AIM :: Which lines of the records below contain the word "pool"? Extract each of them in full.

DATASET RECORDS ::

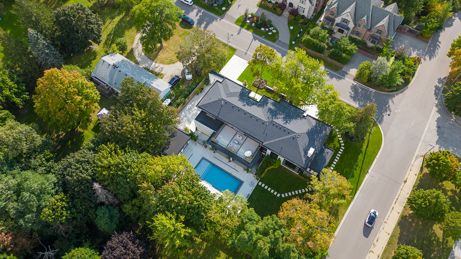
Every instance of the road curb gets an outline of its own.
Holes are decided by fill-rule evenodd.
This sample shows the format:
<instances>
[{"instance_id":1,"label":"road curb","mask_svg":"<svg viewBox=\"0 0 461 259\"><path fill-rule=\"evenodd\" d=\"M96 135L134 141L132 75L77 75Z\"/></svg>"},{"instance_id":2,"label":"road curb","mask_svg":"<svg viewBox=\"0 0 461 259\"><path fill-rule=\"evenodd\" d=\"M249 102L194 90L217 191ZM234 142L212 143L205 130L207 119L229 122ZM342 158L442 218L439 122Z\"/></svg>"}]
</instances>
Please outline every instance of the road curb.
<instances>
[{"instance_id":1,"label":"road curb","mask_svg":"<svg viewBox=\"0 0 461 259\"><path fill-rule=\"evenodd\" d=\"M366 259L378 259L381 257L390 235L397 224L400 214L403 210L407 199L413 188L424 159L424 157L420 157L412 164L408 169L405 179L402 182L399 192L392 203L392 206L389 209L384 223L379 229Z\"/></svg>"}]
</instances>

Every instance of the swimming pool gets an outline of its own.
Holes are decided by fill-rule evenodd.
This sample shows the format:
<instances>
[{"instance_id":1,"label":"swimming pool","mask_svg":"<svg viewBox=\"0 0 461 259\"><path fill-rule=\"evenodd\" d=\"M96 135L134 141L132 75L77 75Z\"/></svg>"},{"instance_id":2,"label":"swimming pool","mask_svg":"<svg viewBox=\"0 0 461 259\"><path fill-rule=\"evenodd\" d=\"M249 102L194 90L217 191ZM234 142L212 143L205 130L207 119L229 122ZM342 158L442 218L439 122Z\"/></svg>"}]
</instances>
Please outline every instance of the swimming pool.
<instances>
[{"instance_id":1,"label":"swimming pool","mask_svg":"<svg viewBox=\"0 0 461 259\"><path fill-rule=\"evenodd\" d=\"M221 191L229 190L235 193L242 182L205 159L202 159L195 167L195 173Z\"/></svg>"}]
</instances>

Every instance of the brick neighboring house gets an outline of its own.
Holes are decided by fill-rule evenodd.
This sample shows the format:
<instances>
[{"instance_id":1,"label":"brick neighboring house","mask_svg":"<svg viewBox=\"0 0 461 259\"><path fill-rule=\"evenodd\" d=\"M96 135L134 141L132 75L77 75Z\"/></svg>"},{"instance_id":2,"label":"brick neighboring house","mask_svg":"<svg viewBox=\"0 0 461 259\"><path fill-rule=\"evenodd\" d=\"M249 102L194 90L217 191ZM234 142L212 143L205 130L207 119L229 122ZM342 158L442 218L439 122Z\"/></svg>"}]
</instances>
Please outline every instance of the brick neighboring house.
<instances>
[{"instance_id":1,"label":"brick neighboring house","mask_svg":"<svg viewBox=\"0 0 461 259\"><path fill-rule=\"evenodd\" d=\"M351 36L365 39L368 46L382 47L383 41L395 35L403 19L396 3L382 8L384 3L379 0L333 0L320 21L333 28L333 37Z\"/></svg>"}]
</instances>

EXERCISE RESULT ::
Every instance of the swimming pool gets an outline of its own.
[{"instance_id":1,"label":"swimming pool","mask_svg":"<svg viewBox=\"0 0 461 259\"><path fill-rule=\"evenodd\" d=\"M96 135L134 141L132 75L77 75Z\"/></svg>"},{"instance_id":2,"label":"swimming pool","mask_svg":"<svg viewBox=\"0 0 461 259\"><path fill-rule=\"evenodd\" d=\"M249 102L194 90L217 191ZM234 142L212 143L205 130L207 119L229 122ZM342 158L442 218L439 122Z\"/></svg>"}]
Please outline every instance of the swimming pool.
[{"instance_id":1,"label":"swimming pool","mask_svg":"<svg viewBox=\"0 0 461 259\"><path fill-rule=\"evenodd\" d=\"M221 191L229 190L235 193L242 182L205 159L202 159L195 167L195 173Z\"/></svg>"}]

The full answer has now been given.